> _Text section_
Content starts
And until fourth series, LG has started a new L product line.
- LG L Fino, released in September 2014
- LG L Bello, released in September 2014

=== Optimus F ===
LG Optimus F is an Android sub-series announced on February 21, 2013. It uses the same naming conventions as its predecessor, the Optimus L lineup. It includes the following:
- LG Optimus F3, released in June 2013
- LG Optimus F3Q, released in February 2014
- LG Optimus F5, released in May 2013
- LG Optimus F6, model numbers D500 and MS500, released in September 2013
- LG Optimus F7, released in June 2013
- LG F60, released in 2014
- LG F70, latest model in F series, released in 2014

=== Optimus G ===

The Optimus G sub-series was introduced for LG's high-end devices in 2012. In 2013, after releasing two devices carrying the Optimus G branding, future products (such as the LG G2) dropped the Optimus brand entirely as part of a new separate G line.

- LG Optimus G
- LG Optimus G Pro
- LG G Pro 2
- LG G2
- LG G Flex
- LG G Pad 8.3
- LG G3
- LG G Flex 2
- LG G4
- LG G5
- LG G6
- LG G7 ThinQ
- LG G8 ThinQ

===Optimus Vu===

The Optimus Vu sub-series was introduced for LG's stylus-enabled devices in 2012.
- LG Optimus Vu
- LG Optimus Vu II
- LG Optimus Vu III

== Windows Phone ==
LG only released two LG Optimus phones with the Windows Phone operating system, compared to 20 unique Android smartphones. The first of these was the LG Optimus 7, released in November 2010. It was followed by the LG Quantum, alternatively Optimus 7Q or Optimus Quantum, a variant with a physical keyboard.
Content ends
> _Data records_
Content starts
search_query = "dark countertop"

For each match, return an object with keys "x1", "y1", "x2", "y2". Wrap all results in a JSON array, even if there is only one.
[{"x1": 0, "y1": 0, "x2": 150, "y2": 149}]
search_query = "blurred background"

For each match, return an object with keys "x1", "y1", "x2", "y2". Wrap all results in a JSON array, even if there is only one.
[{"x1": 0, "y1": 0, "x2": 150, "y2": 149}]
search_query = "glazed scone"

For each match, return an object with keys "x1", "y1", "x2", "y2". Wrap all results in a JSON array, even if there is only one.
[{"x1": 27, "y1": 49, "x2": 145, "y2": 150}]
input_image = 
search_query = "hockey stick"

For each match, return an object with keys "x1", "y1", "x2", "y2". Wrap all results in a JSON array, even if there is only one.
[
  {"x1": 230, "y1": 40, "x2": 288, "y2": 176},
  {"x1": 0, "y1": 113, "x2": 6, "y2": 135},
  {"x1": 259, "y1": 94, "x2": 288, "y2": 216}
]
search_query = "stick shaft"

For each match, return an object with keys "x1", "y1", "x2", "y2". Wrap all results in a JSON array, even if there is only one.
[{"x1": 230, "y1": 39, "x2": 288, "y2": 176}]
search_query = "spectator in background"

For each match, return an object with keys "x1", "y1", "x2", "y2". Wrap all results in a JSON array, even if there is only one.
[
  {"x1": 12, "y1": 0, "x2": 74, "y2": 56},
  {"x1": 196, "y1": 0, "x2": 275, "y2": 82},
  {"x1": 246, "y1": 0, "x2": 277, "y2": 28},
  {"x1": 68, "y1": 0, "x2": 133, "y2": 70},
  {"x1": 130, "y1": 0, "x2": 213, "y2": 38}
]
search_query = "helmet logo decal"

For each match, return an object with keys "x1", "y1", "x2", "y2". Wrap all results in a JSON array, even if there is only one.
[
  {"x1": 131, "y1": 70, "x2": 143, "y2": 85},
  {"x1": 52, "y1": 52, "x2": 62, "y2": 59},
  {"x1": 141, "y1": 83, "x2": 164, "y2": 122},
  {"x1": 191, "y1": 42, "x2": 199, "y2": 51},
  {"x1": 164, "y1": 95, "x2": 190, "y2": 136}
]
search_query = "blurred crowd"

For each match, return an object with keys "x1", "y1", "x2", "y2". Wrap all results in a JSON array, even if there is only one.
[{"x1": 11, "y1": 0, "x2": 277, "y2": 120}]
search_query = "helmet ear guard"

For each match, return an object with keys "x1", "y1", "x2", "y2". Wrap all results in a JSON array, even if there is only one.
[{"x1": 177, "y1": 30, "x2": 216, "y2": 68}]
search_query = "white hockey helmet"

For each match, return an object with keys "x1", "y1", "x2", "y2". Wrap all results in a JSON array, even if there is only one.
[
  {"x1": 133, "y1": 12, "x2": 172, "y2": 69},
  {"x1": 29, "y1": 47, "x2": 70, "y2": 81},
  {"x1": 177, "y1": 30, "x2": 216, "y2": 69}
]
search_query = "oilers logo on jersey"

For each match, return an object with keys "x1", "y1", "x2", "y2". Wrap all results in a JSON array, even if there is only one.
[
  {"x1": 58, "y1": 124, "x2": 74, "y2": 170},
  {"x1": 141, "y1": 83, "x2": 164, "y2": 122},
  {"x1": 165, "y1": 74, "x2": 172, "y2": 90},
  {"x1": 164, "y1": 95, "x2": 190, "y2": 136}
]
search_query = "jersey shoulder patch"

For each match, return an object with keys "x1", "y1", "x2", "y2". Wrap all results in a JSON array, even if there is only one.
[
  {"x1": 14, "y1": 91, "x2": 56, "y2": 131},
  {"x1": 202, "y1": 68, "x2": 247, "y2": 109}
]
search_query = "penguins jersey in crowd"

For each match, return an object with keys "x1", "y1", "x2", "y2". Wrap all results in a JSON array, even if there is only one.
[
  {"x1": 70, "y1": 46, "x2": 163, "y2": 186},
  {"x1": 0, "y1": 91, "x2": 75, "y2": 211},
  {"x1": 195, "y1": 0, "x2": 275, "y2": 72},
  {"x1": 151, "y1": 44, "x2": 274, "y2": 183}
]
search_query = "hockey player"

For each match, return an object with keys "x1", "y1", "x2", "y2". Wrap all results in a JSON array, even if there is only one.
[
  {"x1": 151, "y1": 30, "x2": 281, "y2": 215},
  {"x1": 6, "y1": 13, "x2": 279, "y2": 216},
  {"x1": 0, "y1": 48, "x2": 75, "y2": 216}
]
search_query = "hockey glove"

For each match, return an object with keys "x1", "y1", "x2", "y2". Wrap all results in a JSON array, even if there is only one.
Content ends
> _Work task A_
Swap "stylus-enabled" for "pen-enabled" in the LG Optimus text, beginning at the words "The Optimus Vu" and stopping after "a physical keyboard.".
> _Work task B_
In the LG Optimus text, what feature sets the LG Quantum apart as a variant?
The data above come from a separate source.

> _Output A_
The Optimus Vu sub-series was introduced for LG's pen-enabled devices in 2012.
- LG Optimus Vu
- LG Optimus Vu II
- LG Optimus Vu III

== Windows Phone ==
LG only released two LG Optimus phones with the Windows Phone operating system, compared to 20 unique Android smartphones. The first of these was the LG Optimus 7, released in November 2010. It was followed by the LG Quantum, alternatively Optimus 7Q or Optimus Quantum, a variant with a physical keyboard.

> _Output B_
A physical keyboard.